▶ **Task prompt**
Reproduce everything from "Low’s intent was" down to "and Girl Scouts." in the Girl Scouts founder profile below, keeping the wording unchanged.
== Document extract
Girl Scouts Turn 100: Profile of Founder Juliette Gordon Lowe (1860-1927)

blank This week the Girl Scouts are celebrating their 100th year of scouting. The idea for the Girl Scouts of the USA started with Juliette Gordon Lowe.

Juliette Gordon was born into a well-off family in Savannah, Georgia. She was very athletic, loved drawing and painting; adored animals and kept many pets. She attended boarding school at Virginia Female Institute (now Stuart Hall School) in Staunton Virginia, and later attended Mesdemoiselles Charbonniers, a French finishing school in New York City.

When she completed school, Juliette Gordon (called Daisy by family and friends) began traveling in the U.S. and Europe, and in 1886 she married William Mackay Low, a wealthy Englishman.

Before her marriage, Juliette Gordon had suffered frequent ear infections, and because there was no good treatment at that time, she lost most of the hearing in one ear. At her wedding, a grain of rice that was tossed as part of the traditional throwing of rice for good luck, landed in her other ear. When a doctor attempted to remove it, he damaged the nerves of that ear, resulting in a hearing loss in that ear as well.

Despite this very challenging situation, Low was always quite active with various causes. During the Spanish American War, her mother established a hospital for the wounded returning from Cuba, and Low returned to help. At the end of the war, she returned to England but her husband asked for a divorce, and they had separated before his death in 1905.

Low was not one to be idle, and after meeting Sir Robert Baden-Powell, founder of the Boy Scouts and Girl Guides in England, Low experimented with setting up a couple of Girl Guide groups in Scotland and then in England. She then determined that she wanted to bring this movement to the United States. She held the first Girl Guides meeting in the U.S. in her home in Savannah in 1912. (The name was changed to the Girl Scouts the following year.)

Low’s intent was to introduce girls from varied backgrounds to outdoor activities that would help them develop self-reliance and resourcefulness. She also believed women should be active citizens, and she could foresee the day when there might be an opportunity for women to work in professions. Because of Low’s own disability, she was insistent that the group welcome those with disabilities.

Low maintained contact with people in other countries running girl guide groups; during World War I, a group effort laid the foundation for the World Association of Girl Guides and Girl Scouts.

In 1927 Low died, and her friends established a Juliette Low World Friendship Fund to finance international projects for Girl Scouts and Girl Guides.
====
== Data extract
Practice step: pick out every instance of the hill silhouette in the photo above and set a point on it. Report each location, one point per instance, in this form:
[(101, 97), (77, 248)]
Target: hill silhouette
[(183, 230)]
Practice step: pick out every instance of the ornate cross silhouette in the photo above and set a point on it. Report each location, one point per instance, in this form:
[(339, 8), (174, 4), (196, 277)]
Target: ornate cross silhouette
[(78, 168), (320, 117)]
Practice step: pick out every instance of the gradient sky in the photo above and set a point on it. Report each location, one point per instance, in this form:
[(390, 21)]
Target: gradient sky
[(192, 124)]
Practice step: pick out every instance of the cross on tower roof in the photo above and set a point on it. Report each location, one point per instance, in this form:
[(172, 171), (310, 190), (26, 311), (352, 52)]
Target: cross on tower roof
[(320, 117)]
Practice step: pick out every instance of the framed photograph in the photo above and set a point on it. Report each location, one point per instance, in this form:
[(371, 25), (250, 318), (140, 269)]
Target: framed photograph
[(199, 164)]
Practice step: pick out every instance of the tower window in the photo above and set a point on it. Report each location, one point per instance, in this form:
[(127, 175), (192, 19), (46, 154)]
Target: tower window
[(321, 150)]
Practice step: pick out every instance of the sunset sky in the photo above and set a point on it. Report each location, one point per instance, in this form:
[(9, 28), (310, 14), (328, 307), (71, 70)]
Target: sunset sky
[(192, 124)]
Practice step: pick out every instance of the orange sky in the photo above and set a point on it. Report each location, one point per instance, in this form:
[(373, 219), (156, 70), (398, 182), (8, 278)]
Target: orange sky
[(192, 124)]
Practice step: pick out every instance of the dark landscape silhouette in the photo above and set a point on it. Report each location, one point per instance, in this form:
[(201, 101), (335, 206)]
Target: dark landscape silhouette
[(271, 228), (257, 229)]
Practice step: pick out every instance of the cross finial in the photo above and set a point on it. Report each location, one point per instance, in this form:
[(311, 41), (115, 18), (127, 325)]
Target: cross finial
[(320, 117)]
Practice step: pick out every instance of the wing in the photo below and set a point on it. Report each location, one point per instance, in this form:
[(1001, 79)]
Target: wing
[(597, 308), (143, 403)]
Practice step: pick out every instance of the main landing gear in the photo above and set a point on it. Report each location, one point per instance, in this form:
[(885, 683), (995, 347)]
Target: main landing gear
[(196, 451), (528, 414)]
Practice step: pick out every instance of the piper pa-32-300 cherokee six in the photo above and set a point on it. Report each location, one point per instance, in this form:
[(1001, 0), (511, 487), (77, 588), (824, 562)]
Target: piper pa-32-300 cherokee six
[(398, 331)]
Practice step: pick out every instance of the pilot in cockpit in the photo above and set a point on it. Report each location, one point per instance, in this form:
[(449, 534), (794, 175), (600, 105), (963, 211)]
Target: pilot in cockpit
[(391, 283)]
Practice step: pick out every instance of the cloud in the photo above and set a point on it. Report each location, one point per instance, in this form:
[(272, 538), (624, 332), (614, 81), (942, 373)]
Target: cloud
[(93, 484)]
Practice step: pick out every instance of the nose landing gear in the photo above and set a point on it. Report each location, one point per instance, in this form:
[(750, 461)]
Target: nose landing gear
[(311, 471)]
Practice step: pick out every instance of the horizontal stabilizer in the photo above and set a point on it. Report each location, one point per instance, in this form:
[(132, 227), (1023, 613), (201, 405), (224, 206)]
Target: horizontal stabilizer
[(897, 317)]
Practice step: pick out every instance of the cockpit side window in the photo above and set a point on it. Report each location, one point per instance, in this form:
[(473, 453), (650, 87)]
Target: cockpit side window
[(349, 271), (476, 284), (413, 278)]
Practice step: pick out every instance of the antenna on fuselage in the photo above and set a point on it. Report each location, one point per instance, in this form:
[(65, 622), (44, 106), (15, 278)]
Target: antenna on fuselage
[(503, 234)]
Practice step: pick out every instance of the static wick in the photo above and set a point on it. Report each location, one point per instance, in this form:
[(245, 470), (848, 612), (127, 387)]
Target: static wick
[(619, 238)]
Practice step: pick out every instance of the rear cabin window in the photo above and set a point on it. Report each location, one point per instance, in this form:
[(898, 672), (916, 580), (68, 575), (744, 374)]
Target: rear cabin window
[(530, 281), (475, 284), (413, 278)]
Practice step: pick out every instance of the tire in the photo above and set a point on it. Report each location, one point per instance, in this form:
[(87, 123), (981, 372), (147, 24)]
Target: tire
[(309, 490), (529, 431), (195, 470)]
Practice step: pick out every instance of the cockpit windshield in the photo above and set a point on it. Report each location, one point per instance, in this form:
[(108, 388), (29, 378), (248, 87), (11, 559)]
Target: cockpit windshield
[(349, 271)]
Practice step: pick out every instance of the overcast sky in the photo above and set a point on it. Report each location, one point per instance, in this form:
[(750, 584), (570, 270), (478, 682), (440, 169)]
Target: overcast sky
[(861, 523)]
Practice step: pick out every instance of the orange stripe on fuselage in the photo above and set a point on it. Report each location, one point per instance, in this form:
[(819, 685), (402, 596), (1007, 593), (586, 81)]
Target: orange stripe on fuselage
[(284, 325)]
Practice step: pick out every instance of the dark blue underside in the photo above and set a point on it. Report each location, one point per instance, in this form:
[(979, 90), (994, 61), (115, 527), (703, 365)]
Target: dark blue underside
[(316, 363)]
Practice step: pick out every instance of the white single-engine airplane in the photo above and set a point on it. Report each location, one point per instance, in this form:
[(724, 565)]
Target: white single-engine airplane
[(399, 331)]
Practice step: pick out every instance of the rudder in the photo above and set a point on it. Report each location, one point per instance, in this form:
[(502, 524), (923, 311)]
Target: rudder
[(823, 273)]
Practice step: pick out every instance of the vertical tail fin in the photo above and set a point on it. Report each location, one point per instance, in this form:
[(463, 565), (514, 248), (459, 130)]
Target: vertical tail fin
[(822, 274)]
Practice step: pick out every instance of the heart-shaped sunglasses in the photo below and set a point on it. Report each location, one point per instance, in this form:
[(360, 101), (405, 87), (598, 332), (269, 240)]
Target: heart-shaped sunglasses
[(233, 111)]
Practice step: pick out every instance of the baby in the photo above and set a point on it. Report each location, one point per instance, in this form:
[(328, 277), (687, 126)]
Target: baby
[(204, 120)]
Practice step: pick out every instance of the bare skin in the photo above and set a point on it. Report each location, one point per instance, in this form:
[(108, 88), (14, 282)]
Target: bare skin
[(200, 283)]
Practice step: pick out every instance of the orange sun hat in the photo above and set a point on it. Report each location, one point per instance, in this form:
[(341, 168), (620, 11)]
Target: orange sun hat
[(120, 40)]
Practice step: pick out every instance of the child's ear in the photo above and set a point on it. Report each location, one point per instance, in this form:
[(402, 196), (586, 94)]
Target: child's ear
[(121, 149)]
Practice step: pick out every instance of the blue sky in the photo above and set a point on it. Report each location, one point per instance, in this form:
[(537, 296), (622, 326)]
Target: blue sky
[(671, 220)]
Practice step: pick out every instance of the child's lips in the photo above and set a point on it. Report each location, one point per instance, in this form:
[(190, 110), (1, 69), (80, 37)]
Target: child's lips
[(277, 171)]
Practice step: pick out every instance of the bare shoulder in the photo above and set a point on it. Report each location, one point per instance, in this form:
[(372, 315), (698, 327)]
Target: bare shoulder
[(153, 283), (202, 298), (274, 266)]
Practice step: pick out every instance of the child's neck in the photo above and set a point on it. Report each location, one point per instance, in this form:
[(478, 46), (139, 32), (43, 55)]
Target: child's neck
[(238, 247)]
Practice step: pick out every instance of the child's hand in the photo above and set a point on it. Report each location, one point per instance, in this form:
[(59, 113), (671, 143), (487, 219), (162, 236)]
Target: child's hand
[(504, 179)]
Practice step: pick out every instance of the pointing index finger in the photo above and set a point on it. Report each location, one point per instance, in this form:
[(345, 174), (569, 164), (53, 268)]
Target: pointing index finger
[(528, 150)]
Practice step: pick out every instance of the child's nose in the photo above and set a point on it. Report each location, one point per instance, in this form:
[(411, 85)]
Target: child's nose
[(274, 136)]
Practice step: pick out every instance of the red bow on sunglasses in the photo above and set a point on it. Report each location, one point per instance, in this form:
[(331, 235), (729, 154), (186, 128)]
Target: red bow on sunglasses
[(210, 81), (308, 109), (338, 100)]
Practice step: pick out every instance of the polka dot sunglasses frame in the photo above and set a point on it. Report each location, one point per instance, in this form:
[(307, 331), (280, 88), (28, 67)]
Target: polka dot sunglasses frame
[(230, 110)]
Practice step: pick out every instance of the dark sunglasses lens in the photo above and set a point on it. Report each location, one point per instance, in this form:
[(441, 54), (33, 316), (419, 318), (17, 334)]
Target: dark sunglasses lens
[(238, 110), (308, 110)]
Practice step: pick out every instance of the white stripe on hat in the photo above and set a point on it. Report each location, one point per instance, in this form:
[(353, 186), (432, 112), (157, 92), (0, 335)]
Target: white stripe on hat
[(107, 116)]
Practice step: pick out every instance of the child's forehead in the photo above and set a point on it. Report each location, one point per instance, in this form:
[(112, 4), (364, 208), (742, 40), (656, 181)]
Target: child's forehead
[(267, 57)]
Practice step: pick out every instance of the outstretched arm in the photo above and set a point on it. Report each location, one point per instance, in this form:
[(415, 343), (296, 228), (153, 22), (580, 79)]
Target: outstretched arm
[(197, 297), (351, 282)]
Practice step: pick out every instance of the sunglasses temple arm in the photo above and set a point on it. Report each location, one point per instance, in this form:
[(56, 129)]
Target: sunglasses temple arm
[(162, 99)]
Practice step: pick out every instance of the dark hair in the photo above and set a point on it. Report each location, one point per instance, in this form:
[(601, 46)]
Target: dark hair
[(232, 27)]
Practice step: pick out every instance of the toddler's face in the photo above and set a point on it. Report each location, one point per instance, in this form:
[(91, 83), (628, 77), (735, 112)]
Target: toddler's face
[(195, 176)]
====
▶ **Answer to this exercise**
Low’s intent was to introduce girls from varied backgrounds to outdoor activities that would help them develop self-reliance and resourcefulness. She also believed women should be active citizens, and she could foresee the day when there might be an opportunity for women to work in professions. Because of Low’s own disability, she was insistent that the group welcome those with disabilities.

Low maintained contact with people in other countries running girl guide groups; during World War I, a group effort laid the foundation for the World Association of Girl Guides and Girl Scouts.